• _Job 1_
Rewrite the Furbo passage starting with "But my favorite" and going on through "bored and wealthy?", changing "Fido" to "Rover".
• _Job 2_
In the Furbo passage, how many reviews did the product have, and what was its star rating?
• _Job 3_
Proceed with the Furbo passage from the point where it stops.

• _Text section_
↓↓↓

But my favorite by far was Furbo, a remote dog treat dispenser.
The idea is fascinating. A remote camera keeps an eye on Fido, using your computer and even cellular phone to monitor the pup, scold it to stop incessant yapping, and reward it when it’s good. Tell Spot to sit, and you can remotely eject a dog treat to your canine.
This is the stuff of The Jetsons. As I read, I wondered: Are we really this bored and wealthy?
Turns out the answer is “goddamned straight.” Furbo had 1,049 reviews and a four-out-of-five-star rating. It also had 271 questions from interested buyers: Could you use your own dog treats? How long is the warranty? Does it works for cats? (For what do you even reward a cat? A furball-free day?)
As I scrolled through the questions, I noticed it didn’t address my primary one: What happens when a dog jacks its leg to pee on it? I’m guessing it happens, as there’s an entire YouTube cottage industry of dogs peeing on myriad targets: cats, new shoes, sunbathers, etc. Teddy once peed on chair at the dog park. An occupied chair.
So, on a smartass-ian lark, I asked the simple question 271 others would not: “Is it urine-proof?”
I expected that the seller would not even post the joke. At best, I would get a similarly snarky response, like “No, but it is fecal-resistant.”

↑↑↑

Region labeling records
↓↓↓

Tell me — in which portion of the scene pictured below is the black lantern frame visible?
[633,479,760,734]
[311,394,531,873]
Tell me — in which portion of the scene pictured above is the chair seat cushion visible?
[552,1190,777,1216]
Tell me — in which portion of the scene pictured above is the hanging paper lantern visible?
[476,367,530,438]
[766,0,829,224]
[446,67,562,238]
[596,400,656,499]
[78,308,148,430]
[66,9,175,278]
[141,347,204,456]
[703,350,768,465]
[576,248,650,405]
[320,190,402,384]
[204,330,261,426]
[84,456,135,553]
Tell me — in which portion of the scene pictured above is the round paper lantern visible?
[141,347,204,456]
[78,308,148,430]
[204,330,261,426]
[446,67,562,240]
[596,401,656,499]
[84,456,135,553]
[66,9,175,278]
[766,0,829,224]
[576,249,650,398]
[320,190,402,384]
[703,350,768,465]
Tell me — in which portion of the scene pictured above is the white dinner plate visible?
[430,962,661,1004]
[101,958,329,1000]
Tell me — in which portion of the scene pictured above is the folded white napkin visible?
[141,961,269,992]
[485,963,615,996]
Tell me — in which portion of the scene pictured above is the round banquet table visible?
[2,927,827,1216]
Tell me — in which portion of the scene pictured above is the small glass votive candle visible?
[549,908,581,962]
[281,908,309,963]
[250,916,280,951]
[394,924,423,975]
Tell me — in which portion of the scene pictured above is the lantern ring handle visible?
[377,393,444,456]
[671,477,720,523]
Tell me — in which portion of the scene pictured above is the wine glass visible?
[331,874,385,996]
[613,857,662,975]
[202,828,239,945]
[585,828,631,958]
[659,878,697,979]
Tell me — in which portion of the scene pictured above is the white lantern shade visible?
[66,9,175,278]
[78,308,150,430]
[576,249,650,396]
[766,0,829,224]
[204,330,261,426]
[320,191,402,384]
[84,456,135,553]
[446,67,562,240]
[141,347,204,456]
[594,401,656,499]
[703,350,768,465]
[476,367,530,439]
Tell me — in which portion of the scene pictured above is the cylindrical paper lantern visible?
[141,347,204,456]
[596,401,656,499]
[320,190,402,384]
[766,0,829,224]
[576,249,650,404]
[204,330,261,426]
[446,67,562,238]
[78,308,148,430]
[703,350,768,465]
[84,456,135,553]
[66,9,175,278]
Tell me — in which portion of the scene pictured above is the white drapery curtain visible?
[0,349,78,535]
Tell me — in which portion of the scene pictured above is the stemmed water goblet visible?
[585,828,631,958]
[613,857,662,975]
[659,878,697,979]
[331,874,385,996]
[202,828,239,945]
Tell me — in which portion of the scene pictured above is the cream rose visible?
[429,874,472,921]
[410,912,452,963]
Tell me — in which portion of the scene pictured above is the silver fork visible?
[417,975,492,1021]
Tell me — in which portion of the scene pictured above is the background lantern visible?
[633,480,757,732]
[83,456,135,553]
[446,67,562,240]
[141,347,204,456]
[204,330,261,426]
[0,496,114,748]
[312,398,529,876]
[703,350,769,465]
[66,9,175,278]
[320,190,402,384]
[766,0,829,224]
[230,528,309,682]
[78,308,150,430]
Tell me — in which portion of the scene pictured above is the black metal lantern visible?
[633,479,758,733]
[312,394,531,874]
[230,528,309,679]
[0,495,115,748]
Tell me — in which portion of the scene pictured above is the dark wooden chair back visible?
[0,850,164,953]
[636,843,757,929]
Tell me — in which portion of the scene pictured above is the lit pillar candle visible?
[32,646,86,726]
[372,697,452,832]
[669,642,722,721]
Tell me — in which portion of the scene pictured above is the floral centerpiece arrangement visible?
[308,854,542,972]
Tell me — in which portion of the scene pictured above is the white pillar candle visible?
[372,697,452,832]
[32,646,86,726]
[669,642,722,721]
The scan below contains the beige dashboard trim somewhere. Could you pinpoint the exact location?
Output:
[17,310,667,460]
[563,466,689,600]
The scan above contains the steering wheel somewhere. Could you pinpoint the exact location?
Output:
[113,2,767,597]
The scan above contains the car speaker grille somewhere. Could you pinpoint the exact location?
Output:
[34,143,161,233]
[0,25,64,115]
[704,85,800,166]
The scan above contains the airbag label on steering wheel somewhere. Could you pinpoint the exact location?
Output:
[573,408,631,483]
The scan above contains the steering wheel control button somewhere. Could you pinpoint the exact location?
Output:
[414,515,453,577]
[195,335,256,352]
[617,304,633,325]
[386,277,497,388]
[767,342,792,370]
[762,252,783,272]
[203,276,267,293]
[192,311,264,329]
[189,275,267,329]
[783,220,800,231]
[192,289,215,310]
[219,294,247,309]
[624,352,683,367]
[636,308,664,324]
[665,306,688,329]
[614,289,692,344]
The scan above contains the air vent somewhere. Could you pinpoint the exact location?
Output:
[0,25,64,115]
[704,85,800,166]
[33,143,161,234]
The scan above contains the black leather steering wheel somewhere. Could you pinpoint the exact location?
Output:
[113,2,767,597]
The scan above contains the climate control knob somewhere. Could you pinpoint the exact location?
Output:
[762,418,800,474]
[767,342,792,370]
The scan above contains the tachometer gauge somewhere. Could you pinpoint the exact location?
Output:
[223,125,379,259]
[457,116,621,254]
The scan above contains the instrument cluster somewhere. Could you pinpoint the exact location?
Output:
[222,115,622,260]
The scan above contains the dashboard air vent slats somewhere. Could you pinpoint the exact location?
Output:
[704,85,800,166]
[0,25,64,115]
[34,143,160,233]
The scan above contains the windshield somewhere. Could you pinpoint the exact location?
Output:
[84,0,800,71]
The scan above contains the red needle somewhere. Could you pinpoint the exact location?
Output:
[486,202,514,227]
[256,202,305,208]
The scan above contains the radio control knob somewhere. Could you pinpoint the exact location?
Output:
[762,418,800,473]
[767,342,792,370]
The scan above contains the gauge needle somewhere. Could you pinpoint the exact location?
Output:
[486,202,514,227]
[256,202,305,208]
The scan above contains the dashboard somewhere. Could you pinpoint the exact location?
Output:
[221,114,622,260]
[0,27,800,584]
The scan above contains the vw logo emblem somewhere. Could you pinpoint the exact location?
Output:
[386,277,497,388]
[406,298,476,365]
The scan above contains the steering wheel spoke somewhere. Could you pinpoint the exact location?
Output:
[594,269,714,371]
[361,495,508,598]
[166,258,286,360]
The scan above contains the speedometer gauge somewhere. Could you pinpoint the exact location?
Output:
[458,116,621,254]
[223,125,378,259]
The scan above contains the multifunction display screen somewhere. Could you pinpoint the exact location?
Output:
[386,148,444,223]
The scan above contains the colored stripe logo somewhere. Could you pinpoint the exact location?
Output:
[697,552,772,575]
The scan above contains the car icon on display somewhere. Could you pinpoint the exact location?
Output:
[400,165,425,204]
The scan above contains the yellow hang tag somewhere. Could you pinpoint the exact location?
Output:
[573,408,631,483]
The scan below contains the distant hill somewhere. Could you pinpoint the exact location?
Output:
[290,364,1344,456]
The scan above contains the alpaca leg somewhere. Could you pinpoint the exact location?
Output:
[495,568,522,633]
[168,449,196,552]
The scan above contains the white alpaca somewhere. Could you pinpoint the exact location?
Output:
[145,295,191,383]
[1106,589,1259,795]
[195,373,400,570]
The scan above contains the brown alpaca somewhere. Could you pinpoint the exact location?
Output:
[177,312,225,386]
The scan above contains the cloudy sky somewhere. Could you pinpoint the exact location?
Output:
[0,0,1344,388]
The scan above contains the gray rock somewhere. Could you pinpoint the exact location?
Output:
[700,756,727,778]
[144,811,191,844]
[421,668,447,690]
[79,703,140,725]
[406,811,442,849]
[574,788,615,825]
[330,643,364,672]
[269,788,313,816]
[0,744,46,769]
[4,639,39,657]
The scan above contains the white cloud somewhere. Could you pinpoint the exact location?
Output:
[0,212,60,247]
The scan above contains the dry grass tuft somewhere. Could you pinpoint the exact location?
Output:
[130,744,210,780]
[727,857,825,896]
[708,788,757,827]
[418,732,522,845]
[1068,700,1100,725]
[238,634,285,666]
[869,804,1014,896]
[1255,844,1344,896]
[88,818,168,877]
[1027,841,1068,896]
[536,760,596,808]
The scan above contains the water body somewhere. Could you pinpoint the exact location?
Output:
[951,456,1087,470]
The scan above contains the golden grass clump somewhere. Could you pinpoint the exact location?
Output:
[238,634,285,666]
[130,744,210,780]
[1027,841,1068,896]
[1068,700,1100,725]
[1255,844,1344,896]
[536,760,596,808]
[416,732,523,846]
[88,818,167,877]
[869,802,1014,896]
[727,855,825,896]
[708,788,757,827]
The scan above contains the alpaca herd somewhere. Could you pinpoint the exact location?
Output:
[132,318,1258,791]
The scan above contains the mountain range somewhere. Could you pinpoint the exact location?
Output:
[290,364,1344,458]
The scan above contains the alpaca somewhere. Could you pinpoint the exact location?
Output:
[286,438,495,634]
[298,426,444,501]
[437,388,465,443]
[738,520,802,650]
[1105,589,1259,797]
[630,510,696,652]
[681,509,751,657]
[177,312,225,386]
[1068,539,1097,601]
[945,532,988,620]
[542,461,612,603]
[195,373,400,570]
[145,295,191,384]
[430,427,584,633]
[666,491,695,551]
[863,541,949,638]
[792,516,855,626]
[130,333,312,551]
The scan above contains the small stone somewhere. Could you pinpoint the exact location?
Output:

↑↑↑

• _Written reply 1_
But my favorite by far was Furbo, a remote dog treat dispenser.
The idea is fascinating. A remote camera keeps an eye on Rover, using your computer and even cellular phone to monitor the pup, scold it to stop incessant yapping, and reward it when it’s good. Tell Spot to sit, and you can remotely eject a dog treat to your canine.
This is the stuff of The Jetsons. As I read, I wondered: Are we really this bored and wealthy?

• _Written reply 2_
Furbo had 1,049 reviews and a four-out-of-five-star rating.

• _Written reply 3_
Instead, I immediately received a spate of replies. “No, it’s plastic but still an electrical device;” “Perhaps — I would elevate it to the height of a treat jar,” etc. Apparently, the question raised a real issue — one not mentioned in the entire ad for Furbo.
But there was one reply in particular that caught my eye, from Lisa S. I knew it would have the inevitable, anonymous air of the internet era, which has ushered mankind into the Iron(y) Age. The primary advancement of the period: veiled asshole-nish. The letter began with “I don’t know,” which begs another question: Then why reply in ‘Answers?’ It also was clearly her chance to brag on her pets.
“I don’t know,” she wrote. “Mine sits on the counter and my dogs are housebroken.”
So I sent her the only response I could think:
“Oh, I don’t have a dog.”
Have a holly jolly!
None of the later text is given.